> **Task description**: List the lines from the one containing "A classifier flagged the glove" through the end of the listing as a numbered list, leaving out any blank lines.

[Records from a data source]
________________________________________
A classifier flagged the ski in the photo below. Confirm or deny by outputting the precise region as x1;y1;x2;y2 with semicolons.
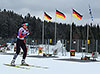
4;64;30;69
20;64;48;69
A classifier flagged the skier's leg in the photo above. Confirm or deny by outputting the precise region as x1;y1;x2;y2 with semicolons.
13;40;20;59
11;40;20;65
21;41;27;64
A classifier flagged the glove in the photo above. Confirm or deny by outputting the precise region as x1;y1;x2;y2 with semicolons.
26;32;30;35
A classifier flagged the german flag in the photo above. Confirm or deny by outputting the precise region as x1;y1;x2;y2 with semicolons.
56;10;65;19
44;12;52;21
72;9;83;20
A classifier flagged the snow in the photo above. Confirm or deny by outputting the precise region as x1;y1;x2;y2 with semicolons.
0;53;100;74
0;41;100;74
________________________________________
> **Task output**:
1. A classifier flagged the glove in the photo above. Confirm or deny by outputting the precise region as x1;y1;x2;y2 with semicolons.
2. 26;32;30;35
3. A classifier flagged the german flag in the photo above. Confirm or deny by outputting the precise region as x1;y1;x2;y2 with semicolons.
4. 56;10;65;19
5. 44;12;52;21
6. 72;9;83;20
7. A classifier flagged the snow in the photo above. Confirm or deny by outputting the precise region as x1;y1;x2;y2 with semicolons.
8. 0;53;100;74
9. 0;41;100;74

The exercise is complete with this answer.